*Page excerpt*
==========

Radiocarbon dating is one of the most intensively used archeological analyses, as it can place in time organic materials recovered from archeological sites, such as plant materials, shell, and bones. The actual methods are relatively complicated. Briefly, the samples are cleaned in a method called pretreatment, which varies depending on the material type and the environment it was deposited in. Typically, pretreatment includes acid/alkali (base)/acid baths to remove contaminates from the radiocarbon sample. In the case of bones, an extraction with alkali is done to isolate the collagen and remove the mineral fraction (bone apatite). After pretreatment, the sample is burned and the carbon is extracted from the sample material in gas form, and then reduced to pure carbon graphite. This graphite is then measured by conventional methods or AMS (accelerator mass spectrometry). Yes, the size of the sample matters, with large chunks of wood or bone a conventional measurement method can be used, which directly counts radioactive decay. For tiny samples the use of Accelerator Mass Spectrometry (AMS) is best. AMS measures the ratio of radiocarbon and the stable carbon isotopes to calculate a radiocarbon age. The precision of conventional methods and AMS is the same for most materials. See Radiocarbon Dating Understood to learn more.
Radiocarbon is incorporated into plants via photosynthesis, and into animals via the food they eat. Different photosynthetic pathways of plants results in isotopic fractionation (different behavior of carbon isotopes that result from their atomic mass). The standard error on an analyzed 13C/12C value is quite small. These stable carbon isotope ratios (δ13C) are given as per mil (‰) difference from PDB-1 standard.

==========

*Given entries*

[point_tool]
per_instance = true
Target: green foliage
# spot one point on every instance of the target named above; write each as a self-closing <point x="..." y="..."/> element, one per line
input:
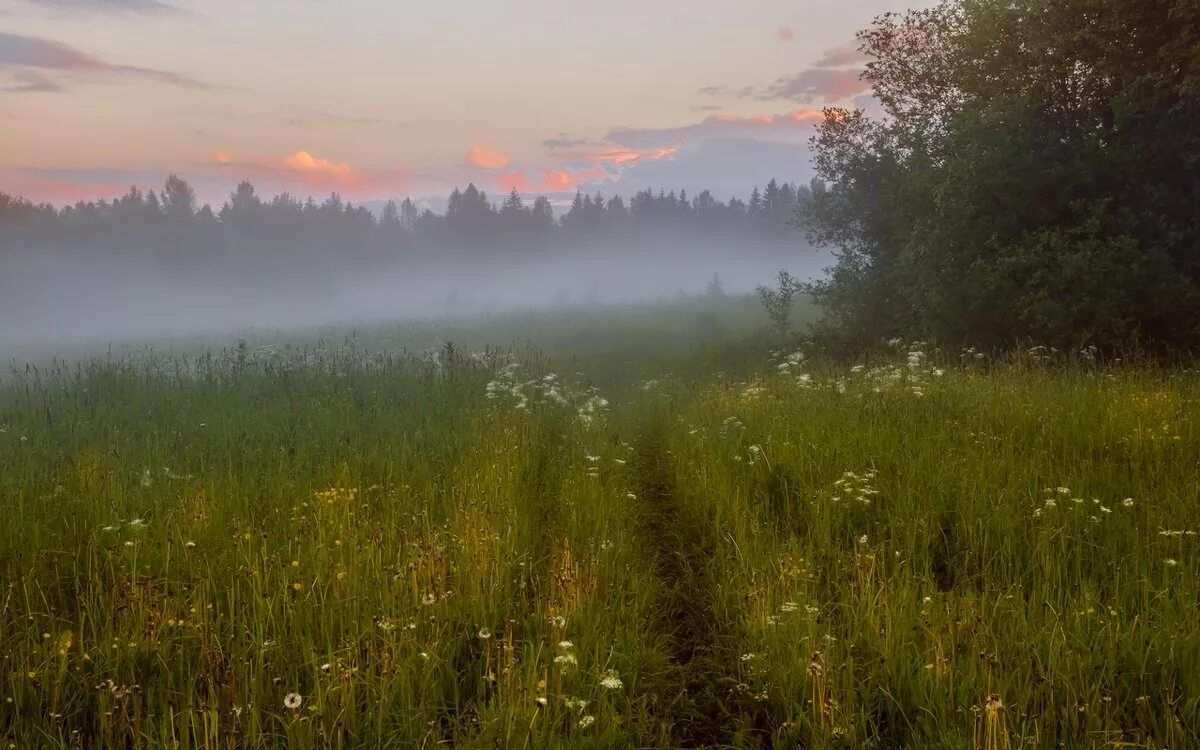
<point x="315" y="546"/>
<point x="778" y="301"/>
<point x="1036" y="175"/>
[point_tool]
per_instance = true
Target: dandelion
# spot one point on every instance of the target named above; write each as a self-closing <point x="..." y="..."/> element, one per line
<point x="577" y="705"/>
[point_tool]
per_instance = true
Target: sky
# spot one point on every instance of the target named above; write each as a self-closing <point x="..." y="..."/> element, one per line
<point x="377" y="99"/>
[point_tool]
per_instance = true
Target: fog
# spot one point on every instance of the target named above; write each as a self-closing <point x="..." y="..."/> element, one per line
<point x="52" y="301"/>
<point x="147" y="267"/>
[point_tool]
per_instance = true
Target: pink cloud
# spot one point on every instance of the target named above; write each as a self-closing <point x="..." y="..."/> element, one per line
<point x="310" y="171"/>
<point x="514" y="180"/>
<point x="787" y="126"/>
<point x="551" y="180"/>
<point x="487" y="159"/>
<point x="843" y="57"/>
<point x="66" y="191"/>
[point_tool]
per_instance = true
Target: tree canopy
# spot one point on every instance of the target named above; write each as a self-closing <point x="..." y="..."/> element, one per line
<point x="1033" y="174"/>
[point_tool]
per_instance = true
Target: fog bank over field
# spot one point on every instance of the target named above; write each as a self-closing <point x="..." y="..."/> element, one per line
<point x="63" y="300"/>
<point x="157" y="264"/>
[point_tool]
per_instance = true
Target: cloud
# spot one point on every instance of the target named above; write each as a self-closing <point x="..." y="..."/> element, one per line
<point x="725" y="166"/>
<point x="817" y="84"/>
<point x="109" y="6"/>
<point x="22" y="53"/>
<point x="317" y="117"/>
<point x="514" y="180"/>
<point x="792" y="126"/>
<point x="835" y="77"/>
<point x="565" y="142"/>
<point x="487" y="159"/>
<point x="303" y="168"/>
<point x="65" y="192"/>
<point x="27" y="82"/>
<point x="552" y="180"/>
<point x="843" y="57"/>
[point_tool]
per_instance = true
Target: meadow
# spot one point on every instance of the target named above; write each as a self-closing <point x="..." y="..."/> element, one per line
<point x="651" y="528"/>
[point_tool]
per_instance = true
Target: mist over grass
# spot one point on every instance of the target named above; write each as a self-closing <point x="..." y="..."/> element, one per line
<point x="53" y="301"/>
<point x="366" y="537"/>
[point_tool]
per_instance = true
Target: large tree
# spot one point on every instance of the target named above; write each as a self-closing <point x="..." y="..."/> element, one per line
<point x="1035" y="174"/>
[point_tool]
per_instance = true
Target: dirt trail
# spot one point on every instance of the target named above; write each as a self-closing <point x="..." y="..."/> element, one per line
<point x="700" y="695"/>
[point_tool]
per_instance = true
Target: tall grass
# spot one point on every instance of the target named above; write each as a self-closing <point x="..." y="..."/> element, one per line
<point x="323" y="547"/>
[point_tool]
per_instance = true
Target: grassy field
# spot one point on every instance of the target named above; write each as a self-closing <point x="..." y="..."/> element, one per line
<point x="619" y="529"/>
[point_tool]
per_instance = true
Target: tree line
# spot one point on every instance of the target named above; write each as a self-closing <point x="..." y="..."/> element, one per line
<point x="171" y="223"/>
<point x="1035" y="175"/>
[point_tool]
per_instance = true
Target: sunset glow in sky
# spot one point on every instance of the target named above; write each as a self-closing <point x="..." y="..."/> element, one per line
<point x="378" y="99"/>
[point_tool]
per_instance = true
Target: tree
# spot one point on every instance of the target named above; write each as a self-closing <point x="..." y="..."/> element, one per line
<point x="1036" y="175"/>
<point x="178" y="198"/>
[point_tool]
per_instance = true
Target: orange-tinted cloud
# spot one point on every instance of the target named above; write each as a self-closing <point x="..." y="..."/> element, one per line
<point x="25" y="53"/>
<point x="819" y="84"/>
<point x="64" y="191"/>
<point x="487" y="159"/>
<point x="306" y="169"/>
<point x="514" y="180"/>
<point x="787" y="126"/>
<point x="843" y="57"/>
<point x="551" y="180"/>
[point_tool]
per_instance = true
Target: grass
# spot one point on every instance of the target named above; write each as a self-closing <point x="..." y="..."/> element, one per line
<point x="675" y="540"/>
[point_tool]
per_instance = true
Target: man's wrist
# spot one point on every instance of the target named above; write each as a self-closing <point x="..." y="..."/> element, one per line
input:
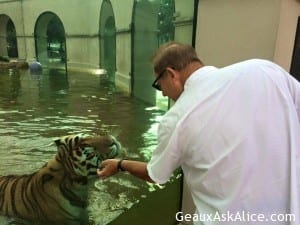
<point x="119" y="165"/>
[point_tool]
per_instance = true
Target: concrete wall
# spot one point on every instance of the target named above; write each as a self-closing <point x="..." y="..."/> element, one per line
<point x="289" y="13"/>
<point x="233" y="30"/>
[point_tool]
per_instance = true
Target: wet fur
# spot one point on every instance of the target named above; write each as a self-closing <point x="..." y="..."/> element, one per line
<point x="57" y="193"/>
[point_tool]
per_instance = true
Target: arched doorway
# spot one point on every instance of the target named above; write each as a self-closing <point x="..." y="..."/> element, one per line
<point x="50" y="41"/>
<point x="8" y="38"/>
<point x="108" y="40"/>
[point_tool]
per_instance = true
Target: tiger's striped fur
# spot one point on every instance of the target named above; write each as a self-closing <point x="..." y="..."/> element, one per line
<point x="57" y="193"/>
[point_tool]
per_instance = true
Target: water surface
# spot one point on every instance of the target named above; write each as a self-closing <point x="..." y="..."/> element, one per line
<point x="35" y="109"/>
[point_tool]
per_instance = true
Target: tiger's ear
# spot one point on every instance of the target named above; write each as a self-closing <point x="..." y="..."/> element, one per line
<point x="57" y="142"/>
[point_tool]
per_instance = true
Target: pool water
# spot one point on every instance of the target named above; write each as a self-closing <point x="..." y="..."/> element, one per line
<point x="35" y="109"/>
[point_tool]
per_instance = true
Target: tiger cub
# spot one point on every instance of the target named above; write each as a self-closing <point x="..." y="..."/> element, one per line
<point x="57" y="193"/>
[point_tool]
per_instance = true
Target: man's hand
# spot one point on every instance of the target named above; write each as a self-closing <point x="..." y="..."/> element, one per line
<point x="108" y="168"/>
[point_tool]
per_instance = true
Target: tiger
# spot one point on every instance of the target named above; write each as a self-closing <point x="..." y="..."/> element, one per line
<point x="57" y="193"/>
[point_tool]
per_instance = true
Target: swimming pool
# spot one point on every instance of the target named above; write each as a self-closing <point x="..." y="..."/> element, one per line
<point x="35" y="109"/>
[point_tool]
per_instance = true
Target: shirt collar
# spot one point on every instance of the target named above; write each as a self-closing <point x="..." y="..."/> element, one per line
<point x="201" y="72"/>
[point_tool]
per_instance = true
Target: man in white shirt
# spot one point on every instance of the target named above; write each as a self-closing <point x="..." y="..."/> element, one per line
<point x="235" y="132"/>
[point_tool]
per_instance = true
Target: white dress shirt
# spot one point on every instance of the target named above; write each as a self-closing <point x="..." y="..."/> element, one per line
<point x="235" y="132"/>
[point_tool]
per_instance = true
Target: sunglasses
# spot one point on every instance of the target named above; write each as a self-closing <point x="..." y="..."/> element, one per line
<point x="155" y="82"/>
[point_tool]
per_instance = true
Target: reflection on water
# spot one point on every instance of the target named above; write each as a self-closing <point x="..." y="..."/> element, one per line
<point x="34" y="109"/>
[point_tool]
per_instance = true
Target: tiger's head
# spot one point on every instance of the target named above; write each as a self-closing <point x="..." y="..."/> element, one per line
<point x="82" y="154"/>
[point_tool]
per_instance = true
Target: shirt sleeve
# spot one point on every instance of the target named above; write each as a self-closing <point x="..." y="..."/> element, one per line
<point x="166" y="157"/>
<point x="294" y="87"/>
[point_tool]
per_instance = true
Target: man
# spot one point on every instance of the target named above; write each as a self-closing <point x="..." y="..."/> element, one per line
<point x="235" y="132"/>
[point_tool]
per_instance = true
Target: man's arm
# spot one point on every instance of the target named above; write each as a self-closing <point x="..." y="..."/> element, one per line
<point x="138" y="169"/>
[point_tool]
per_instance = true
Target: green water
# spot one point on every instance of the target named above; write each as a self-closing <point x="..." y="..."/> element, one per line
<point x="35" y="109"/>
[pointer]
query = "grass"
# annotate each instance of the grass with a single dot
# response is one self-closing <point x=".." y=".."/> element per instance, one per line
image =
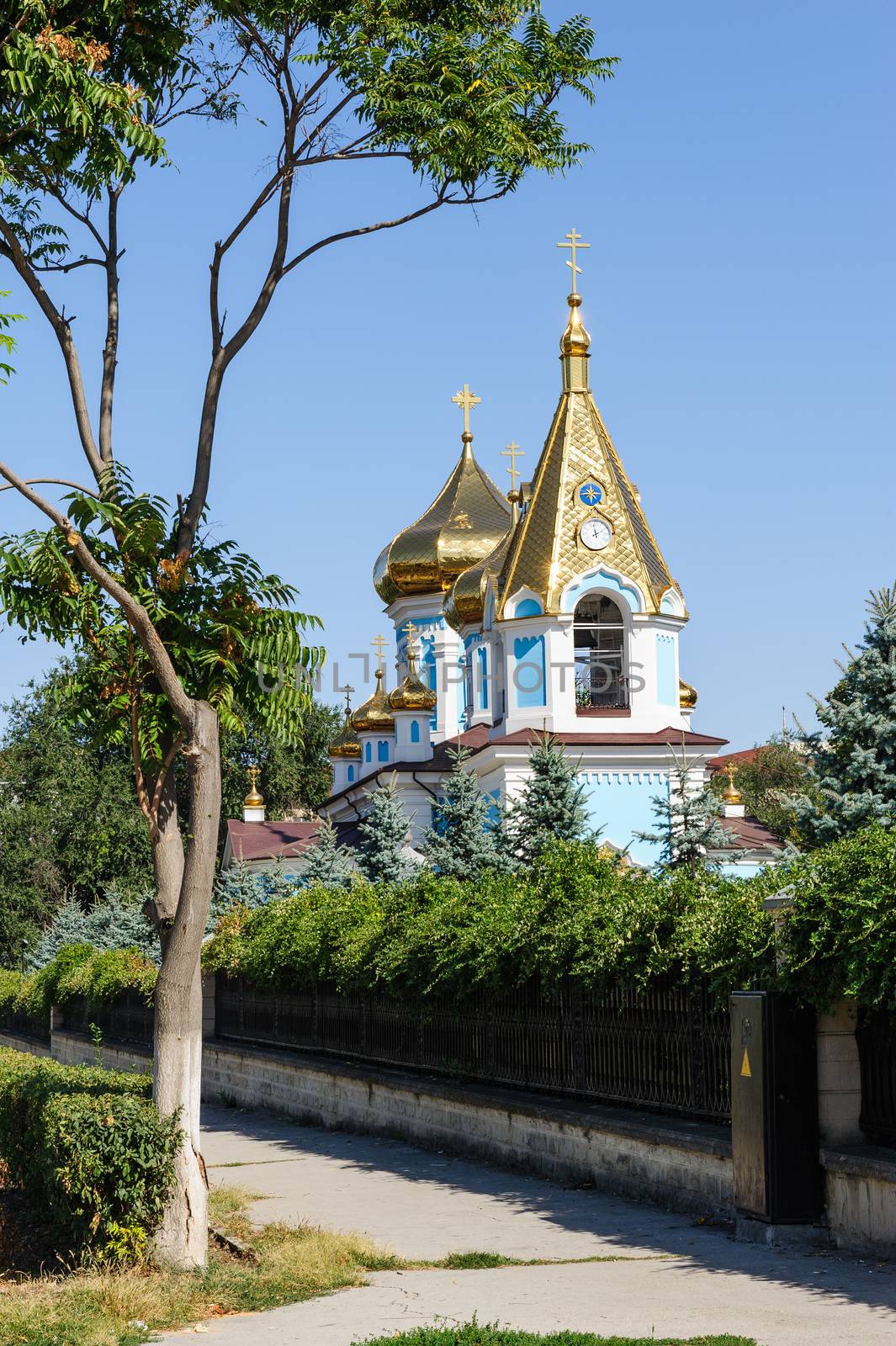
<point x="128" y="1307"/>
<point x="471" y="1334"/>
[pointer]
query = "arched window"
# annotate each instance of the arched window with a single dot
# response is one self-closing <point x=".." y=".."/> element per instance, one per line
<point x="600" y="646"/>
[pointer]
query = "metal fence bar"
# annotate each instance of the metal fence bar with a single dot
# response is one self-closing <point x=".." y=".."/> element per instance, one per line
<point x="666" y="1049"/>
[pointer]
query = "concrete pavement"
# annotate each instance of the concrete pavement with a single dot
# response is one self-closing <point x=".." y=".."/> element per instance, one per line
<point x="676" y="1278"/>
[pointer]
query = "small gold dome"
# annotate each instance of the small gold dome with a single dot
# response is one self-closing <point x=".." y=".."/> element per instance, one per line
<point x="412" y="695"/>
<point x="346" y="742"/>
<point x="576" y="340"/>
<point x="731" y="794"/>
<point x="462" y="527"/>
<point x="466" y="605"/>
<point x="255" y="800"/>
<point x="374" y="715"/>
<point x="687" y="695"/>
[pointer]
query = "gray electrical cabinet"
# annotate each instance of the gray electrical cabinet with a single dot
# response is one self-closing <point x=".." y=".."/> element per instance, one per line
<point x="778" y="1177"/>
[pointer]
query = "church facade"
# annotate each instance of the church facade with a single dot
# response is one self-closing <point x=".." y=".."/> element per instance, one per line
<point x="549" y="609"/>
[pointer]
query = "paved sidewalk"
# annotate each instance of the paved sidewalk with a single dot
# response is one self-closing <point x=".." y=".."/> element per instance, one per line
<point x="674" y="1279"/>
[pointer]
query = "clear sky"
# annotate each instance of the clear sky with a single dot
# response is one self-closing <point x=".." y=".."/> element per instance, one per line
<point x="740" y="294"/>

==========

*Your instructions*
Continue the radiocarbon dating text from its last sentence. The records were taken from a separate source.

*Your response*
In the case of the Varga site, 66 radiocarbon samples were run, with multiple samples run for each of the four primary use zones. The large number of assays (measured samples) allows for considerably more precision in correctly identifying the age of the deposits, a greater degree of confidence in the age derived, and a narrowing of the age range for the four periods represented. This project employed two different radiocarbon laboratories, Beta Analytic Inc. in Florida and the Center for Applied Isotope Studies at the University of Georgia in Athens, to make radiocarbon measurements on the samples. All the radiocarbon dates in this study are presented in calibrated years before present (cal BP with present equal to 1950).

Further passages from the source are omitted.